__STATED EXERCISE__
In this exercise, reproduce all the entries that follow exactly.
-------- DATA ENTRIES
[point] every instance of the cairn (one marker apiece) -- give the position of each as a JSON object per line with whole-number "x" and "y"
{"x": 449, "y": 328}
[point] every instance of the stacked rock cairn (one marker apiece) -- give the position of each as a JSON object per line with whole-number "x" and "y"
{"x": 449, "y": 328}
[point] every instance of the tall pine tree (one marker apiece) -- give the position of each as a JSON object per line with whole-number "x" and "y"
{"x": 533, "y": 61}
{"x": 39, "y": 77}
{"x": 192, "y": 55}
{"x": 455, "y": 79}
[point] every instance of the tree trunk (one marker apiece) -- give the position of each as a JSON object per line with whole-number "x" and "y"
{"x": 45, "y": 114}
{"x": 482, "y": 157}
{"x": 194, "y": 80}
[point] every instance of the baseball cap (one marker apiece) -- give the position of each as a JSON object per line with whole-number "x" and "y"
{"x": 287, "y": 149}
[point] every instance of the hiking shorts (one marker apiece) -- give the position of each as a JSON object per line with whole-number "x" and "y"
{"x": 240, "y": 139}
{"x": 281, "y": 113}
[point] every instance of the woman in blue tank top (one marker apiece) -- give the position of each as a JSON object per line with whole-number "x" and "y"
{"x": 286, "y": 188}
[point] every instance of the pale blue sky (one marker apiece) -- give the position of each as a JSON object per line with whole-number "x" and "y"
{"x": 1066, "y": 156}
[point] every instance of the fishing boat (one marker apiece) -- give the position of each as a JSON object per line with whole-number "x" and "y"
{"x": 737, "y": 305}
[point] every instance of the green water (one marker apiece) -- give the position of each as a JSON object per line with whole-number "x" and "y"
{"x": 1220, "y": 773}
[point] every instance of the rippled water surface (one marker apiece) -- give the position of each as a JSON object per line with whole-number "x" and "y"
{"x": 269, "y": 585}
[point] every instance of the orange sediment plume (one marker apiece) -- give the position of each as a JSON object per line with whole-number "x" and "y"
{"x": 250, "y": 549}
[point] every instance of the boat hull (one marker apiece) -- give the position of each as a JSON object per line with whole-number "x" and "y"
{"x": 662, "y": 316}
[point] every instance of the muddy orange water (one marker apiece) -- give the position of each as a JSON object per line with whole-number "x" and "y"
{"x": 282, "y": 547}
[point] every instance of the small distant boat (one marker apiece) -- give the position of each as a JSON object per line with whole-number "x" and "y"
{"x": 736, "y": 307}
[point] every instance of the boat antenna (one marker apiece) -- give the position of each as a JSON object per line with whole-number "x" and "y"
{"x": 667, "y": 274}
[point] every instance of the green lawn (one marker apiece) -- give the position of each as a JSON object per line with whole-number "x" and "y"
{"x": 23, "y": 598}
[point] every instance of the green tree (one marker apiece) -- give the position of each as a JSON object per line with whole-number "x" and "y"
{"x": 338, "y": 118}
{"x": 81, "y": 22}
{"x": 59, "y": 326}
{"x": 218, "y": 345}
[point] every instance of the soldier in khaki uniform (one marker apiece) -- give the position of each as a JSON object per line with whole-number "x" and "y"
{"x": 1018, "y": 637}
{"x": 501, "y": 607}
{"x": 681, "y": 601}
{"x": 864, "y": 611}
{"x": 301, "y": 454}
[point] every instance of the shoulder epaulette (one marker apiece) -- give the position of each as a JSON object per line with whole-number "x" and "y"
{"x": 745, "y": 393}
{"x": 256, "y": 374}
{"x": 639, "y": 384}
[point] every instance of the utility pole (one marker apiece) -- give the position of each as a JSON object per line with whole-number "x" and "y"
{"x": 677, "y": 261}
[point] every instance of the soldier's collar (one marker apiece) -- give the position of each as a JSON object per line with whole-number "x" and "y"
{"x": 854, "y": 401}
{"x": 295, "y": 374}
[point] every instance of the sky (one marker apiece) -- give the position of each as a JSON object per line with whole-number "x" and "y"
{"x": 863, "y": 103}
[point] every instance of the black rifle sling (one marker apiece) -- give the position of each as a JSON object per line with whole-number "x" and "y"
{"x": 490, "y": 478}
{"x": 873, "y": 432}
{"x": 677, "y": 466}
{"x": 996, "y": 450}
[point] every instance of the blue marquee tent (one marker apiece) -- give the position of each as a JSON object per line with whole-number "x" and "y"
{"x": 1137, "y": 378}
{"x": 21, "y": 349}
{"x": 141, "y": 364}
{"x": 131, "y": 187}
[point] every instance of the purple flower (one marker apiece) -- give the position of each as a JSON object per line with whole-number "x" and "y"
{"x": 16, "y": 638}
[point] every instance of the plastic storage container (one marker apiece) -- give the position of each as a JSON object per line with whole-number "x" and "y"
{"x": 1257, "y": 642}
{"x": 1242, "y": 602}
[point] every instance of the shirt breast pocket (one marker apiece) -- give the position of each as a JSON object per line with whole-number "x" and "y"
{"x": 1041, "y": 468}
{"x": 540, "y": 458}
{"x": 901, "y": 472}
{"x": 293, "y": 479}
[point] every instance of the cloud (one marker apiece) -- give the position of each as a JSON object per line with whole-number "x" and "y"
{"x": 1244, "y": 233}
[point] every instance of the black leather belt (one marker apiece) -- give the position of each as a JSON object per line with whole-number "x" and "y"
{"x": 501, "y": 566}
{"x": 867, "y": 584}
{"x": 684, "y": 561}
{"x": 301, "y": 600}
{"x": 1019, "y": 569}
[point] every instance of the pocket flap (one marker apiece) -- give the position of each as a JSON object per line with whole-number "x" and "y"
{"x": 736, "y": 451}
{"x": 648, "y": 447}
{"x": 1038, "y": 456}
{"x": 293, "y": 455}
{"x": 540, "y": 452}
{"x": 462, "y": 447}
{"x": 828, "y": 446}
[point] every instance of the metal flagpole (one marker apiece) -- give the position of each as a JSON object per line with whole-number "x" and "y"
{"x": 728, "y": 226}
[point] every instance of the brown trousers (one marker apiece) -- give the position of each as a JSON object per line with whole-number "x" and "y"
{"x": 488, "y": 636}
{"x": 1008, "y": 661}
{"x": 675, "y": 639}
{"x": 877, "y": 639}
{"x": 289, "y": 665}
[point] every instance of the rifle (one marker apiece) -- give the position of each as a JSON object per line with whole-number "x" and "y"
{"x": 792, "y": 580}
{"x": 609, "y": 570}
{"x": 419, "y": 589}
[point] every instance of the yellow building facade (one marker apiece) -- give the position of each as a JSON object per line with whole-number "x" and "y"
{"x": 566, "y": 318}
----------------
__EXERCISE SOLUTION__
[point] every instance of the cairn (one marker apiece) -- give the position of each as a JSON object per line with whole-number "x" and "y"
{"x": 449, "y": 328}
[point] every instance of the stacked rock cairn (one marker apiece) -- give the position of each as a JSON object per line with whole-number "x" and "y"
{"x": 449, "y": 328}
[point] every instance of the tall pine tree (one marker apiece) -- give the position of each as a JSON object per line with whole-number "x" and "y"
{"x": 533, "y": 61}
{"x": 39, "y": 77}
{"x": 192, "y": 55}
{"x": 455, "y": 79}
[point] every instance of the tree trunk (one marker apiece) -- give the position of each as a JSON object per line with whole-number "x" and "y"
{"x": 45, "y": 114}
{"x": 482, "y": 157}
{"x": 194, "y": 80}
[point] every instance of the baseball cap (one marker apiece) -- give the position of each as a JSON object per line with whole-number "x" and "y"
{"x": 287, "y": 149}
[point] every instance of the hiking shorts (one marker apiece) -- give the position of each as a JSON object per line with whole-number "x" and "y"
{"x": 240, "y": 139}
{"x": 281, "y": 113}
[point] every instance of the woman in blue tank top (one marker apiece) -- give the position of each as a JSON object per line with whole-number "x" and "y"
{"x": 286, "y": 188}
[point] every instance of the pale blue sky (one marker apiece) -- give the position of each as a JSON object per line with whole-number "x" and "y"
{"x": 1066, "y": 156}
[point] every instance of the fishing boat (one marker apiece) -- give the position of each as a JSON object per line with whole-number "x" and "y"
{"x": 737, "y": 305}
[point] every instance of the green water (one marker apiece) -- give the position of each as a JSON object per line with whole-number "x" and "y"
{"x": 1220, "y": 773}
[point] every instance of the rippled water surface (one marker apiece) -- give the position of each as a JSON object per line with whole-number "x" and "y"
{"x": 269, "y": 585}
[point] every instance of the orange sediment plume (one marker apiece) -- give the position of each as a JSON object per line with whole-number "x" and "y"
{"x": 250, "y": 549}
[point] every instance of the boat hull (one marker apiece) -- give the position of each as a JSON object per line with whole-number "x" and "y"
{"x": 662, "y": 316}
[point] every instance of the muddy orange water (one marker apiece) -- give the position of each as a JSON object per line with whole-number "x" and "y"
{"x": 282, "y": 547}
[point] every instance of the small distant boat (one marker apiece) -- give the position of each as a JSON object per line with whole-number "x" and "y"
{"x": 736, "y": 307}
[point] every instance of the boat antenna (one marker apiece) -- give the position of each as a JSON object per line with whole-number "x" and "y"
{"x": 667, "y": 274}
[point] every instance of the green lawn (one marker apiece) -- give the position of each as a JSON object per line with whole-number "x" and "y"
{"x": 23, "y": 598}
[point] every instance of the green tree (one marker apiece) -- give the position of each as a JSON object per line with whole-number "x" and "y"
{"x": 338, "y": 118}
{"x": 81, "y": 22}
{"x": 59, "y": 326}
{"x": 218, "y": 345}
[point] every instance of the soldier in khaki uniform (one marker apiece) -- give the position of each as a JSON object per line with whole-number "x" and "y"
{"x": 1018, "y": 637}
{"x": 501, "y": 607}
{"x": 681, "y": 601}
{"x": 864, "y": 611}
{"x": 301, "y": 454}
[point] every instance of the shoulder epaulette (one marker apiece) -- give the position of each as a JSON object per line with whole-number "x" and "y"
{"x": 745, "y": 393}
{"x": 256, "y": 374}
{"x": 639, "y": 384}
[point] every instance of the utility pole (one marker apiece) -- give the position of each as a JSON object per line with whole-number "x" and "y"
{"x": 677, "y": 261}
[point] every instance of the soldier's collar (one marker apiece) -- give the position of each as a JSON object per line with whole-number "x" and "y"
{"x": 854, "y": 401}
{"x": 295, "y": 374}
[point] every instance of the sky (one marker apiece) -- give the position of each as a JSON object per line with whole-number "x" and "y"
{"x": 863, "y": 103}
[point] every instance of the black rifle sling (one marker apiece) -- give the position of each as a JSON object per line with whole-number "x" and "y"
{"x": 490, "y": 478}
{"x": 873, "y": 432}
{"x": 677, "y": 466}
{"x": 996, "y": 450}
[point] every instance of the blue marquee tent (one marker apiece) -- give the position of each as a JSON object per line with whole-number "x" and "y"
{"x": 1137, "y": 378}
{"x": 21, "y": 349}
{"x": 141, "y": 364}
{"x": 131, "y": 187}
[point] every instance of the purple flower (one marker apiece) -- give the position of each as a JSON object per line with whole-number "x" and "y"
{"x": 16, "y": 638}
[point] every instance of the plastic storage container (one marker apiece) -- give the position of each as a JSON object per line with whole-number "x" and "y"
{"x": 1257, "y": 642}
{"x": 1242, "y": 602}
[point] every instance of the shirt breast pocket (one marker apiece) -- give the position of each as a JSON object per line with whole-number "x" and "y"
{"x": 1041, "y": 468}
{"x": 540, "y": 458}
{"x": 901, "y": 472}
{"x": 293, "y": 479}
[point] every instance of the cloud (one marker apiece) -- give the position of each as a JSON object per line with whole-number "x" and "y"
{"x": 1244, "y": 233}
[point] every instance of the black leather belt (one marker apiece) -- give the position of each as a JSON object per line with whole-number "x" and "y"
{"x": 501, "y": 566}
{"x": 867, "y": 584}
{"x": 684, "y": 561}
{"x": 301, "y": 600}
{"x": 1019, "y": 569}
[point] every instance of the pocket flap (one marker apiece) -- give the position of each as a JSON object per line with whole-number "x" and "y"
{"x": 736, "y": 451}
{"x": 648, "y": 447}
{"x": 1038, "y": 456}
{"x": 293, "y": 455}
{"x": 540, "y": 452}
{"x": 462, "y": 447}
{"x": 828, "y": 446}
[point] every instance of the metal flagpole (one marker apiece) -- give the position of each as a JSON object per line with whole-number "x" and "y"
{"x": 728, "y": 226}
[point] every instance of the brown trousers (one marker apiece) -- give the position of each as a JSON object per line with whole-number "x" and "y"
{"x": 488, "y": 636}
{"x": 1008, "y": 661}
{"x": 675, "y": 639}
{"x": 877, "y": 639}
{"x": 289, "y": 665}
[point] every instance of the rifle (one marker apiece) -- give the position of each as a JSON object per line with whole-number "x" and "y"
{"x": 792, "y": 580}
{"x": 609, "y": 570}
{"x": 419, "y": 589}
[point] every instance of the yellow building facade (one marker apiece) -- give the position of each as a JSON object per line with whole-number "x" and "y"
{"x": 566, "y": 318}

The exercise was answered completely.